**JOB**
Put the listing below into a Markdown table with the columns Row and Text. Begin at the first line of the listing and stop after the line that contains "box: [757, 536, 1226, 868]", leaving out any blank lines.

**DATA**
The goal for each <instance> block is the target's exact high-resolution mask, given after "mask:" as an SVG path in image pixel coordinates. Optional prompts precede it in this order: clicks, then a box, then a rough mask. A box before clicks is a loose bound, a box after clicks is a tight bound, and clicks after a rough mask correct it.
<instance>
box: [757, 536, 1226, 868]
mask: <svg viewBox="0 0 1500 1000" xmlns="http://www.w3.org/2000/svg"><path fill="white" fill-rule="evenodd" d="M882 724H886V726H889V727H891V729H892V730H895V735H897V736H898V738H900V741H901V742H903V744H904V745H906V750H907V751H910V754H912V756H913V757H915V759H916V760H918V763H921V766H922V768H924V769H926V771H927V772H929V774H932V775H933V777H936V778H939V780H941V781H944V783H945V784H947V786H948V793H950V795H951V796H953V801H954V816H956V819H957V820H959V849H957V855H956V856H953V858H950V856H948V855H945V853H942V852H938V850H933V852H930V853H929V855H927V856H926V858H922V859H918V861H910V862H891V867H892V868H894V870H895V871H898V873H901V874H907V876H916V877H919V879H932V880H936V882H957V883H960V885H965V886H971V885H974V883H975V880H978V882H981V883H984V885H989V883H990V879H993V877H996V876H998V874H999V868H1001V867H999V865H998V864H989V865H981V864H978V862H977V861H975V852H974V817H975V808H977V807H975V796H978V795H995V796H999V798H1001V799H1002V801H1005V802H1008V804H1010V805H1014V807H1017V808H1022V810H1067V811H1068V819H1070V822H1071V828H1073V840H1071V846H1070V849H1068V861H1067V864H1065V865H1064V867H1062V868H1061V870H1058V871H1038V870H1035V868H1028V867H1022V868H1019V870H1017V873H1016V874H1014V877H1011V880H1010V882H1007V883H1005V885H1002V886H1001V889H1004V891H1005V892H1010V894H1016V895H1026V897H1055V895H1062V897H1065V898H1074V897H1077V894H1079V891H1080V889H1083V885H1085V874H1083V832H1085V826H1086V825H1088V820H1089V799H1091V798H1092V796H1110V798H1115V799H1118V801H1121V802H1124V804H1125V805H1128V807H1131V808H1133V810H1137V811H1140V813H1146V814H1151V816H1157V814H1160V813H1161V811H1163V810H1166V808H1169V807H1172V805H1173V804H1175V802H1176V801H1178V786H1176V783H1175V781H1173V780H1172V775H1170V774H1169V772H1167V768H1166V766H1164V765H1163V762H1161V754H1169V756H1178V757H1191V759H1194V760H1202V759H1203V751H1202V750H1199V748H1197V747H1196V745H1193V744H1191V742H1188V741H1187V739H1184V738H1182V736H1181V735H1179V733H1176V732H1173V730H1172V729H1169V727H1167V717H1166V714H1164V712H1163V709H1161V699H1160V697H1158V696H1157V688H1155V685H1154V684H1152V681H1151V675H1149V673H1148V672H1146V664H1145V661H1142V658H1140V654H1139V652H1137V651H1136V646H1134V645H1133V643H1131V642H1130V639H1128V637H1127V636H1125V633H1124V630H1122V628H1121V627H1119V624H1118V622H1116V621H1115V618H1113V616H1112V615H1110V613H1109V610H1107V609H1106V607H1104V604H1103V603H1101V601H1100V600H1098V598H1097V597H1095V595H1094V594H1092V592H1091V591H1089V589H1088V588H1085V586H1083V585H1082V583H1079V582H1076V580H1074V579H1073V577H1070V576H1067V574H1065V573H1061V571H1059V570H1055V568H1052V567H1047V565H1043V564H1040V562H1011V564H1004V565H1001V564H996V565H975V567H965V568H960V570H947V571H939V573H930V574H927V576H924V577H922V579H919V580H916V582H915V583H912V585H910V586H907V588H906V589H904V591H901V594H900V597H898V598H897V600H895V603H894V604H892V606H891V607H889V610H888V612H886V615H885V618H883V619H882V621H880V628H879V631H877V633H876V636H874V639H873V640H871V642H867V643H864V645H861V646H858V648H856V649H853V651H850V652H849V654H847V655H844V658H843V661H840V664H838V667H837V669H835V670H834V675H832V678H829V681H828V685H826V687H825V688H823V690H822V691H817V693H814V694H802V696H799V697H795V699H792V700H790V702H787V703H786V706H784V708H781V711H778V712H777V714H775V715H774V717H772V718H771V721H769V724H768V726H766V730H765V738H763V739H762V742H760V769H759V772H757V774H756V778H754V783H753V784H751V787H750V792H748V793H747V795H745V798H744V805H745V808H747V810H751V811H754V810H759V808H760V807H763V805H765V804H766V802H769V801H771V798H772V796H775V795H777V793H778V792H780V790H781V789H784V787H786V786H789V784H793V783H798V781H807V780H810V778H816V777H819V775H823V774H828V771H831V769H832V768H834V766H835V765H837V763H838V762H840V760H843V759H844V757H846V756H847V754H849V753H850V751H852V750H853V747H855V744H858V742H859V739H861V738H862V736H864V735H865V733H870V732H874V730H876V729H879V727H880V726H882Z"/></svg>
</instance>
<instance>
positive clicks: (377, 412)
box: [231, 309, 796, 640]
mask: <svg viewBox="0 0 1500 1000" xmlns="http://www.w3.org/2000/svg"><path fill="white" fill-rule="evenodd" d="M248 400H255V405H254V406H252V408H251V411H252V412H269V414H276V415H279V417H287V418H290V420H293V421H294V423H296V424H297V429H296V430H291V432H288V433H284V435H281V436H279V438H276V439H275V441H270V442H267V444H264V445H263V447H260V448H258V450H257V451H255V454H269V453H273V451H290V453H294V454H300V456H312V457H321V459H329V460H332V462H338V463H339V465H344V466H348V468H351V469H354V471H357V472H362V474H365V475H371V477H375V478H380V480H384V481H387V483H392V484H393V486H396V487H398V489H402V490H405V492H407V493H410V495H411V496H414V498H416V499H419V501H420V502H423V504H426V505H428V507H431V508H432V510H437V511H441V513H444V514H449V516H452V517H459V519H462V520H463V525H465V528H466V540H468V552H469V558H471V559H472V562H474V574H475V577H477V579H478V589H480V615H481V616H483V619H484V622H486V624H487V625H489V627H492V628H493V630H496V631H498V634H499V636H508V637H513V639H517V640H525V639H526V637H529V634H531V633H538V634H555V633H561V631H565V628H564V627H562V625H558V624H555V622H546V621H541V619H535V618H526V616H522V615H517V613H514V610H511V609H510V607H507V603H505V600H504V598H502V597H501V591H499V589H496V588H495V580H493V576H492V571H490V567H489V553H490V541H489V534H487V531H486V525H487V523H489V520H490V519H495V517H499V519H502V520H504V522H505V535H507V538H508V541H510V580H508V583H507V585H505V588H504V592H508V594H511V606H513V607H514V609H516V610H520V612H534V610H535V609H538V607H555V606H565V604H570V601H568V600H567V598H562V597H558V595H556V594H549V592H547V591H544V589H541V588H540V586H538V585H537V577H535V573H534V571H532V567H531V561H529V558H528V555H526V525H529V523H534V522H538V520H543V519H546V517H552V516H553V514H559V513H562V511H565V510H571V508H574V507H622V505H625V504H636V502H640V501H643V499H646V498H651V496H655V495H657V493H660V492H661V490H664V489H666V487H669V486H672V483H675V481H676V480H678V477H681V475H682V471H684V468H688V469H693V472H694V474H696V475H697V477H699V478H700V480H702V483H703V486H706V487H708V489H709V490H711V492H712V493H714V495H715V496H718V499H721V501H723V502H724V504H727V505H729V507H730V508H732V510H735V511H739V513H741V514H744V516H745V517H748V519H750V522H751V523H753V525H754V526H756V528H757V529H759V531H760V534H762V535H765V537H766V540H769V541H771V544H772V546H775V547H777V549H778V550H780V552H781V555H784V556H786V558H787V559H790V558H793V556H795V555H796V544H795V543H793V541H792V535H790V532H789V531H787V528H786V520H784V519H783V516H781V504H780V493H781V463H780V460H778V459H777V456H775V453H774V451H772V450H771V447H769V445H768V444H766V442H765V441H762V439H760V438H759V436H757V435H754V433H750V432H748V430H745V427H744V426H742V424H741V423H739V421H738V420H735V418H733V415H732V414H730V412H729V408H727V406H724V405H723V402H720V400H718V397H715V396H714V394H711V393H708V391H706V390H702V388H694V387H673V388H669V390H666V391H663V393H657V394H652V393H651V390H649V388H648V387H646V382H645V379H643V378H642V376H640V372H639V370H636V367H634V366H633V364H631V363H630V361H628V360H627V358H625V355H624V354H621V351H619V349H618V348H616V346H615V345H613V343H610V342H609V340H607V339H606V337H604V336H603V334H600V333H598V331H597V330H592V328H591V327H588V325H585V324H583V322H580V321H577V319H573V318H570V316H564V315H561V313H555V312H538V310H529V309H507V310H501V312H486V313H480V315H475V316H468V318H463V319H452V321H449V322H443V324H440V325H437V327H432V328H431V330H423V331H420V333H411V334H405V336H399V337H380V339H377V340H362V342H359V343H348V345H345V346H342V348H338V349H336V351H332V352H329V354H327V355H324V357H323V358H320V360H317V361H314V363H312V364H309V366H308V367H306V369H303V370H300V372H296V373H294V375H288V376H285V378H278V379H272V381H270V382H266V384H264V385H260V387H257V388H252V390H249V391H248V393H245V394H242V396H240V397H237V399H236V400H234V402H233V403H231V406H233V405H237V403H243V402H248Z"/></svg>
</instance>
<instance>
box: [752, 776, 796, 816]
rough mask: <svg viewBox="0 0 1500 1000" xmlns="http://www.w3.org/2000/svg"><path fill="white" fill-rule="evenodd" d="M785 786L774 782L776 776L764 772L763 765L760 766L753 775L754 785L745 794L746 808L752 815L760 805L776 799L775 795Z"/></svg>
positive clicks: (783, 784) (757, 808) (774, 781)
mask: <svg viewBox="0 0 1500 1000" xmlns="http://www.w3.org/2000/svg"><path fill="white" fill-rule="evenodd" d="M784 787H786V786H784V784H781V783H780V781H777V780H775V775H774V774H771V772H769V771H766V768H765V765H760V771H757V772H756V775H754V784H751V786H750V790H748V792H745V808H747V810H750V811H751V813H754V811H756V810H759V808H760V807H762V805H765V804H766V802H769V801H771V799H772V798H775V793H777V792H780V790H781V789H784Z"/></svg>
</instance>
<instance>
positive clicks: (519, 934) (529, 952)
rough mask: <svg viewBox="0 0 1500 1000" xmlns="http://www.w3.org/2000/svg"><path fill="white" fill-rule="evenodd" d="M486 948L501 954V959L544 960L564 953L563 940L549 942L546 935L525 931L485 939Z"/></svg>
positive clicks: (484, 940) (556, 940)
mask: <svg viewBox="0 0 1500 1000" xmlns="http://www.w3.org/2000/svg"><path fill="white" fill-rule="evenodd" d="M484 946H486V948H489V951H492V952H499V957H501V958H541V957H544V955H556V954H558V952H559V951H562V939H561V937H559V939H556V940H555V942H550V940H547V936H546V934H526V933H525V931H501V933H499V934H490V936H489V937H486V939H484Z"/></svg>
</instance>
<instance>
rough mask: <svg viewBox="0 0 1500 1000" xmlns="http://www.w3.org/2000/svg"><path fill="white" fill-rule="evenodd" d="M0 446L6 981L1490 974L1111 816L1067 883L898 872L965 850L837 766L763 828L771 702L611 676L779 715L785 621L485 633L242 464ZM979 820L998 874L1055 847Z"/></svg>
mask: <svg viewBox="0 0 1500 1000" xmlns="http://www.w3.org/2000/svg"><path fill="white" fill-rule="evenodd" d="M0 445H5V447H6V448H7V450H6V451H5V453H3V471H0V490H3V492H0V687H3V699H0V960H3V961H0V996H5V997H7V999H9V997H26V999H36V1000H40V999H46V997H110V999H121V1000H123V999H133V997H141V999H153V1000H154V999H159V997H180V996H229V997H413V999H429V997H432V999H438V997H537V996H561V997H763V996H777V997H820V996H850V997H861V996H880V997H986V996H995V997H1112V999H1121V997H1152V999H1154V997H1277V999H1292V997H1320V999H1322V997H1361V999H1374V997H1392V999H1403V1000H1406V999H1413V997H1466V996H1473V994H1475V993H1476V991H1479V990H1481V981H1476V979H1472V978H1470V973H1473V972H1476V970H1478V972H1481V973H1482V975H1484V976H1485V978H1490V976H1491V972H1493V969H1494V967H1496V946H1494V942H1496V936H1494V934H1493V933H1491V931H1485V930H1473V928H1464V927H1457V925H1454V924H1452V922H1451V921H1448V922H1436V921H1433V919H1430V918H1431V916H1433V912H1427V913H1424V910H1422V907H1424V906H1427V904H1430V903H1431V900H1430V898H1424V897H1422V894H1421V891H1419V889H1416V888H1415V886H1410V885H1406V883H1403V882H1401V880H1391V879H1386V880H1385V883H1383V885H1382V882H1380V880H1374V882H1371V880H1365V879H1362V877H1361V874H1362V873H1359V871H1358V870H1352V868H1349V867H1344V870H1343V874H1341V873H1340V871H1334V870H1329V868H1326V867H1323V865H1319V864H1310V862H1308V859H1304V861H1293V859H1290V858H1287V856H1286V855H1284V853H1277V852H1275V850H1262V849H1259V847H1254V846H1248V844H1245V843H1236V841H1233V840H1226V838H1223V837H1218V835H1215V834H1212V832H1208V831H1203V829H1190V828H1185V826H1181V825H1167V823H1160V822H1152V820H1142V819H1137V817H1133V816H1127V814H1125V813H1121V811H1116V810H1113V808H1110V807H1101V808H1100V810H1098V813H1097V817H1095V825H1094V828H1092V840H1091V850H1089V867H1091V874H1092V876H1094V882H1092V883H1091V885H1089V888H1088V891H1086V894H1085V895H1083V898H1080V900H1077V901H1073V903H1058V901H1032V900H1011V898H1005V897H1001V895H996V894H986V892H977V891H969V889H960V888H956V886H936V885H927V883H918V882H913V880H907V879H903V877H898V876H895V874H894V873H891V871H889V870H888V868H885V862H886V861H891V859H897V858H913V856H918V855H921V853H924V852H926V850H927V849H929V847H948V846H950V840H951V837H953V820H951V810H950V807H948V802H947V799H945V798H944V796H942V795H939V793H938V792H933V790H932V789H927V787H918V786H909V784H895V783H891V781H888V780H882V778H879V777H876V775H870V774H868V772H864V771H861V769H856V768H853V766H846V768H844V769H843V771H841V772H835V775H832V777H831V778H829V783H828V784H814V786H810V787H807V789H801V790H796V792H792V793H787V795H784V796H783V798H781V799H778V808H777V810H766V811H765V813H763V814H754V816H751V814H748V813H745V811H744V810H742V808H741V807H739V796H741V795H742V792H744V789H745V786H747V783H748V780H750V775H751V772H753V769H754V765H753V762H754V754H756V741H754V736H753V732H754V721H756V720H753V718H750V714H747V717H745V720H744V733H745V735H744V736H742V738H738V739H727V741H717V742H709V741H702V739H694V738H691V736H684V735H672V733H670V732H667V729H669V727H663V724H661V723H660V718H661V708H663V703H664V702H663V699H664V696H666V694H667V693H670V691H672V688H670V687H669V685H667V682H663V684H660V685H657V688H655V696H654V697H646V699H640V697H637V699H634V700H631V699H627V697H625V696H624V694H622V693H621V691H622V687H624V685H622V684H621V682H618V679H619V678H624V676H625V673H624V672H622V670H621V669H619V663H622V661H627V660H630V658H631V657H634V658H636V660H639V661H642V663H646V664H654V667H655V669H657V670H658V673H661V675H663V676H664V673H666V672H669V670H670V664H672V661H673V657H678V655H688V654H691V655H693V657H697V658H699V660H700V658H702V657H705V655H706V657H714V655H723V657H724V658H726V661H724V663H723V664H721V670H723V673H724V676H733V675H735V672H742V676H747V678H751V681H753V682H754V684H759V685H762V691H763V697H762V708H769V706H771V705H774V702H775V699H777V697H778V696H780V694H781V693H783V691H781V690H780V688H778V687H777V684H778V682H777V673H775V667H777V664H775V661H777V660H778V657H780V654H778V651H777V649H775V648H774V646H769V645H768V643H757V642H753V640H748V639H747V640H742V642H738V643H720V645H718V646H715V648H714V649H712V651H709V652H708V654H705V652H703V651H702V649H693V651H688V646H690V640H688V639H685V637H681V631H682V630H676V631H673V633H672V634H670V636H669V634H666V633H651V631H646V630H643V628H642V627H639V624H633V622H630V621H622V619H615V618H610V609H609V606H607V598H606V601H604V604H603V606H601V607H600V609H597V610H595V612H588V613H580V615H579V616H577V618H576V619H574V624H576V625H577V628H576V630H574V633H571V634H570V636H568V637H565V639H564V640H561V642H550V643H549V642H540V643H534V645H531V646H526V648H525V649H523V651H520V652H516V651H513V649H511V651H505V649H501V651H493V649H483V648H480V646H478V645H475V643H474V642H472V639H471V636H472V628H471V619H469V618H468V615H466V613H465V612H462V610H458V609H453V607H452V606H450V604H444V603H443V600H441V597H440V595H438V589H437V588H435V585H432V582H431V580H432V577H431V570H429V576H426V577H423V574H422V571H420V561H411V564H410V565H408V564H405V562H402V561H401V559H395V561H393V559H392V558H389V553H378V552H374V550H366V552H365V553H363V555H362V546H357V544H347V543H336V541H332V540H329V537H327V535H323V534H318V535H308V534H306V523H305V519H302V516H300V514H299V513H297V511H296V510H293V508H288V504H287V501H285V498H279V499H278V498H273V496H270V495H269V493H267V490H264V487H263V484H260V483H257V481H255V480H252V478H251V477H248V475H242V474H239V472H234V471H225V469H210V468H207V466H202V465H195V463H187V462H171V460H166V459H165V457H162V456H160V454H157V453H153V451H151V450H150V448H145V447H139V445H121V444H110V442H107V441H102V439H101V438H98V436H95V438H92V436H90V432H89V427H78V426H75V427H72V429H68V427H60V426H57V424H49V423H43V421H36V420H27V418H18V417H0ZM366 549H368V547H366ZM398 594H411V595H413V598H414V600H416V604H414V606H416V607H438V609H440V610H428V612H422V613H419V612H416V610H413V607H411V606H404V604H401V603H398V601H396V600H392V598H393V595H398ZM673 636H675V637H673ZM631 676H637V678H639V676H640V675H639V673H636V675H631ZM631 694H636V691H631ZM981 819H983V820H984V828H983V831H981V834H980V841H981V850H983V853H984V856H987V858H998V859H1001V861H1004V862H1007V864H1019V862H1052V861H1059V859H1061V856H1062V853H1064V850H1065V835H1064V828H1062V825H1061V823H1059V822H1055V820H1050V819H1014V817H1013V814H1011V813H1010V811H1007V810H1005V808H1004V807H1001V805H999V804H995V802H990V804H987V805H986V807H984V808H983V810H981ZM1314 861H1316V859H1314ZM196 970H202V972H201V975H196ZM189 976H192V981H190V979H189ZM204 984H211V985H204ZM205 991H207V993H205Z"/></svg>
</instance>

**TASK RESULT**
| Row | Text |
|---|---|
| 1 | The goal for each <instance> block is the target's exact high-resolution mask, given after "mask:" as an SVG path in image pixel coordinates. Optional prompts precede it in this order: clicks, then a box, then a rough mask. A box before clicks is a loose bound, a box after clicks is a tight bound, and clicks after a rough mask correct it. |
| 2 | <instance> |
| 3 | box: [757, 536, 1226, 868] |